**** 문서 ****

Deepstream의 Sampeapp의 Gstreamer PlugIn 구조파악

apps Gstreamer의 PlugIn 구조 파악, gst_element_factory_make 함수를 찾아, gst_bin_add or gst_bin_add_many로 추가하고 gst_element_link하는지 파악

deepstream-app : create_pipeline 분석가능하며, config file갯수/설정에따라 변경
deepstream-test1-app : 나머지 3개는 이해하기가 쉬움
deepstream-test2-app
deepstream-test3-app

$ vi app/apps-common/includes/deepstream_config.h   // 전체 Gstreamer (DeepStream의 구조파악)
...... 
#define NVDS_ELEM_SRC_CAMERA_CSI "nvarguscamerasrc"
#define NVDS_ELEM_SRC_CAMERA_V4L2 "v4l2src"
#define NVDS_ELEM_SRC_URI "uridecodebin"

#define NVDS_ELEM_QUEUE "queue"
#define NVDS_ELEM_CAPS_FILTER "capsfilter"
#define NVDS_ELEM_TEE "tee"

#define NVDS_ELEM_PGIE "nvinfer"
#define NVDS_ELEM_SGIE "nvinfer"
#define NVDS_ELEM_TRACKER "nvtracker"

#define NVDS_ELEM_VIDEO_CONV "nvvidconv"
#define NVDS_ELEM_STREAM_MUX "nvstreammux"
#define NVDS_ELEM_STREAM_DEMUX "nvstreamdemux"
#define NVDS_ELEM_TILER "nvmultistreamtiler"
#define NVDS_ELEM_OSD "nvosd"
#define NVDS_ELEM_DSEXAMPLE_ELEMENT "dsexample"

#define NVDS_ELEM_MSG_CONV "nvmsgconv"
#define NVDS_ELEM_MSG_BROKER "nvmsgbroker"
........

**** 주어진 자료 ****

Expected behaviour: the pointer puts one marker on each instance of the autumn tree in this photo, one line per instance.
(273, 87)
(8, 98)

****

풀어야 할 과제 –
A. DeepStream 문서에서 "Deepstream의 Sampeapp의 Gstreamer"부터 "Gstreamer (DeepStream의 구조파악)"까지 한 글자도 바꾸지 말고 추출하세요.
B. DeepStream 문서에서 NVDS_ELEM_STREAM_MUX가 어떤 값으로 정의되어 있는지 쓰세요.

순서별 결과 –
A.
Deepstream의 Sampeapp의 Gstreamer PlugIn 구조파악

apps Gstreamer의 PlugIn 구조 파악, gst_element_factory_make 함수를 찾아, gst_bin_add or gst_bin_add_many로 추가하고 gst_element_link하는지 파악

deepstream-app : create_pipeline 분석가능하며, config file갯수/설정에따라 변경
deepstream-test1-app : 나머지 3개는 이해하기가 쉬움
deepstream-test2-app
deepstream-test3-app

$ vi app/apps-common/includes/deepstream_config.h   // 전체 Gstreamer (DeepStream의 구조파악)

B. "nvstreammux"